__To be done__
Copy out every one of the lines below word for word, omitting the pictures from your answer.

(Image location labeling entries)
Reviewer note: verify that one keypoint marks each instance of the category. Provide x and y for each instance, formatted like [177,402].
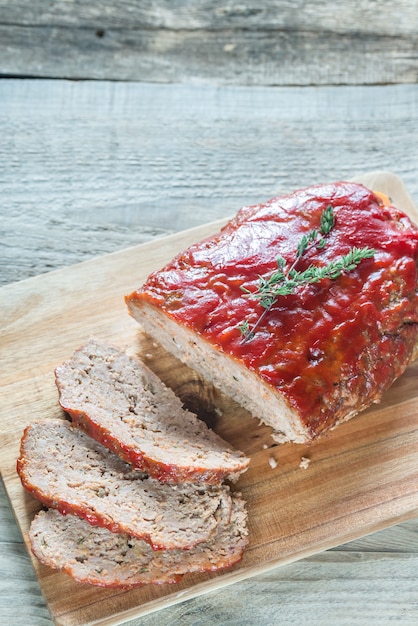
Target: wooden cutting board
[302,499]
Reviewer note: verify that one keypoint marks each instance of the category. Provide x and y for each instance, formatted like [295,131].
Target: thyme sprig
[284,282]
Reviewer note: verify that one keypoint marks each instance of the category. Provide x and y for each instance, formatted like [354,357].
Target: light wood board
[361,478]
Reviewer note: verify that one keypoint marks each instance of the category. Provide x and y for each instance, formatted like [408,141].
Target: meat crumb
[272,462]
[304,462]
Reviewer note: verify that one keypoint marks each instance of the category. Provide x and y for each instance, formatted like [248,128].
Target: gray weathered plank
[350,585]
[251,43]
[95,167]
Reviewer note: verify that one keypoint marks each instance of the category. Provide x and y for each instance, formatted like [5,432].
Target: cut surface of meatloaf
[96,556]
[67,470]
[121,403]
[322,353]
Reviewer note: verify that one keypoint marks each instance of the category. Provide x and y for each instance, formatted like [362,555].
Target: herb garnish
[283,282]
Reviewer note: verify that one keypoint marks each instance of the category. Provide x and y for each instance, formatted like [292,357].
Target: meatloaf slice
[125,406]
[67,470]
[321,353]
[96,556]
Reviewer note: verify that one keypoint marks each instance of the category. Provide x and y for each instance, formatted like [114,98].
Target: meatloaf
[67,470]
[117,400]
[96,556]
[324,351]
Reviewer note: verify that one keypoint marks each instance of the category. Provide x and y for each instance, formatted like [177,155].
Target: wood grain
[360,479]
[245,43]
[87,168]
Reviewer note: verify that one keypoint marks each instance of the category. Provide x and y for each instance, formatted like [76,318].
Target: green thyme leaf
[282,283]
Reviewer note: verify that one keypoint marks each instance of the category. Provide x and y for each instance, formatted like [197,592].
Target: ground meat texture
[67,470]
[322,353]
[121,403]
[96,556]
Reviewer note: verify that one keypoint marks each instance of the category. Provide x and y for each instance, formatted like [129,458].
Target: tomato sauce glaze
[330,347]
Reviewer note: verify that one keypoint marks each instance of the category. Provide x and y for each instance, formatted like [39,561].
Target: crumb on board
[304,462]
[272,462]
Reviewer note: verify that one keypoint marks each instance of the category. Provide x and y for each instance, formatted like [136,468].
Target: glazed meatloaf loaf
[94,555]
[118,401]
[303,309]
[67,470]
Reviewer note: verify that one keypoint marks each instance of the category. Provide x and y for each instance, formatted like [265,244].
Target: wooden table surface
[121,122]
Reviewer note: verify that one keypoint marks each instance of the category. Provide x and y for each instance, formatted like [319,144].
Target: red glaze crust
[331,348]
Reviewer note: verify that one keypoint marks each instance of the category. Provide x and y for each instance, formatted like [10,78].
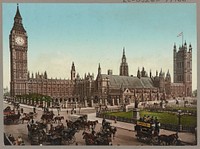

__Solution to this task__
Reviewer note: verify that one keypoint marks each instance of the category. Provide x and y for each instance, formatted like [177,402].
Target: wooden cutting board
[302,499]
Reviewer note: verify that one keypoint marks each instance of the category. Provide x and y for each instance, formatted like [295,131].
Target: thyme sprig
[284,282]
Reviewer note: verify that one keypoint marks each instance of the category. Provide x and y for each instance, formatted like [354,357].
Target: light wood board
[361,478]
Reviewer note: verify that one keypoint marks each instance of the category. Provide x and y for each instance, formatted like [408,141].
Target: meat crumb
[272,462]
[304,462]
Reviewer note: verify that one keypoint marks each instance of the category. Provide x and y for each instance, formatted like [248,128].
Target: gray weathered plank
[350,585]
[251,43]
[95,167]
Reviewer note: verify that one keypoint marks each instance of the category. Provide x and y for each instance, formatted like [5,432].
Target: cut surface of meatloaf
[96,556]
[67,470]
[121,403]
[322,353]
Reviewer note: verify that one keypoint marks each instance of the category. Provide x and y for each instance, formatted like [362,555].
Target: herb garnish
[283,282]
Reviewer note: verify that one keypoint marks each instance of the category. Provide x and y for each instance, formatted like [292,357].
Target: meatloaf slice
[125,406]
[67,470]
[321,353]
[96,556]
Reviewer note: verify that one keypoint marks each instance of the category. Provide x and y for each instance, formatted like [114,98].
Target: meatloaf
[67,470]
[117,400]
[96,556]
[324,351]
Reviewer note: verify that one keypoint marks each instance of the category. Provide x and y for each instance, formatted like [177,155].
Target: wood grain
[360,479]
[245,43]
[87,168]
Reviewer note: verify that one keypoint marks each instance of the category. Provide x and y for each instance, formatted like [76,318].
Target: green thyme leaf
[282,283]
Reviewer note: verify that one keypoint marks each instance of the category. Provide x and y for each instance, formatted like [197,592].
Target: ground meat texture
[67,470]
[322,353]
[121,403]
[96,556]
Reviewer note: verify that one keypoint marks each instance of the category. Provide x and y for each instance, formatted like [129,458].
Target: tomato sauce glaze
[330,347]
Reviewer note: verify that one keypoint marks each instance of the category. Provide x and y for each instance, formatted like [39,561].
Target: crumb on board
[304,462]
[272,462]
Reviewer note: verify that one keypoint marks each instance of the category. Provide x and y for each instance, formatted like [136,468].
Target: glazed meatloaf loaf
[94,555]
[118,401]
[303,309]
[67,470]
Reviewer note: verify that one keypoint marks each instance of the category. Provide x and y for each instance, formatted like [265,244].
Target: wooden table surface
[121,122]
Reviewer note: verify that one keypoint marks each instance of the category. Provide x and y for each instance, formatted like [319,144].
Target: red glaze crust
[331,348]
Reviewer note: verify that one keypoint marks each instance of the category. Provide x and y for each instance, formatted like [10,78].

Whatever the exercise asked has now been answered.